* Problema a
Según el texto, ¿de qué libro del Antiguo Testamento procede la primera lectura de la Misa de hoy?

* Texto
╭──

Pedir su ayuda también lógicamente poniendo los medios. Poniendo los medios de nuestro trabajo, de nuestro esfuerzo, poniendo de nuestra parte todo lo que podemos para sacar adelante las cosas. Aunque pidamos —y debamos pedir ayuda al Señor. Porque a veces rezamos pidiendo las cosas al Señor, pero nos falta poner por nuestra parte lo que podemos.
La primera lectura de la Misa de hoy, con palabras del Antiguo testamento —del Eclesiástico— nos habla precisamente de esto, de que el Señor escucha nuestra oración. Tenemos que tener esta fe de que el Señor nos escucha. Dice: “escucha las súplicas del oprimido, no desoye los gritos del huérfano, ni de la viuda cuando repite sus ruegos, su queja. Los gritos del pobre atraviesan las nubes”[3]. Toda la oración, sea de quien sea. Especialmente la oración de quien más lo necesita. Y nosotros necesitamos tanto, Señor, que nos ayudes: necesitamos que nos ayudes hasta en las cosas que más nos parece que somos capaces de hacer solos.

╰──

* Problema b
Devuelve sin ningún cambio todas las líneas de los registros que siguen.

* Registros extraídos

╭──

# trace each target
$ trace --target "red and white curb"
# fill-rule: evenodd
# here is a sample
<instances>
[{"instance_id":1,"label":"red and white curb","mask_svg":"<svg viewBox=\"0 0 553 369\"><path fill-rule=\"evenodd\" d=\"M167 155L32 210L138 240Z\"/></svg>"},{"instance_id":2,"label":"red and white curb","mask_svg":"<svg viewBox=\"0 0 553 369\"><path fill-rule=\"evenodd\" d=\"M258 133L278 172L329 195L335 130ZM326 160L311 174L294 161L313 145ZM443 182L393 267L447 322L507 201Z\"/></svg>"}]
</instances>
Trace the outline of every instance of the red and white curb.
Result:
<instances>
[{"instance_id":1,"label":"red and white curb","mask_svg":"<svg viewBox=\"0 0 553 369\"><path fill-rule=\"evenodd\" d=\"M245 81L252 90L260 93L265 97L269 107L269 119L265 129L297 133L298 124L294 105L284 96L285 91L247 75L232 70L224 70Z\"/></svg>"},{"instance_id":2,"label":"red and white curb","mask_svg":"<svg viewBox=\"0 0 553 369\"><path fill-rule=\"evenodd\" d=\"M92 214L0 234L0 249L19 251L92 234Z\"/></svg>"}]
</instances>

╰──

* Respuesta correcta a
Del Eclesiástico.

* Respuesta correcta b
# trace each target
$ trace --target "red and white curb"
# fill-rule: evenodd
# here is a sample
<instances>
[{"instance_id":1,"label":"red and white curb","mask_svg":"<svg viewBox=\"0 0 553 369\"><path fill-rule=\"evenodd\" d=\"M167 155L32 210L138 240Z\"/></svg>"},{"instance_id":2,"label":"red and white curb","mask_svg":"<svg viewBox=\"0 0 553 369\"><path fill-rule=\"evenodd\" d=\"M258 133L278 172L329 195L335 130ZM326 160L311 174L294 161L313 145ZM443 182L393 267L447 322L507 201Z\"/></svg>"}]
</instances>
Trace the outline of every instance of the red and white curb.
Result:
<instances>
[{"instance_id":1,"label":"red and white curb","mask_svg":"<svg viewBox=\"0 0 553 369\"><path fill-rule=\"evenodd\" d=\"M245 81L252 90L260 93L265 97L269 107L269 119L265 129L297 133L298 124L294 105L284 96L285 91L247 75L232 70L224 70Z\"/></svg>"},{"instance_id":2,"label":"red and white curb","mask_svg":"<svg viewBox=\"0 0 553 369\"><path fill-rule=\"evenodd\" d=\"M92 214L0 234L0 249L19 251L92 234Z\"/></svg>"}]
</instances>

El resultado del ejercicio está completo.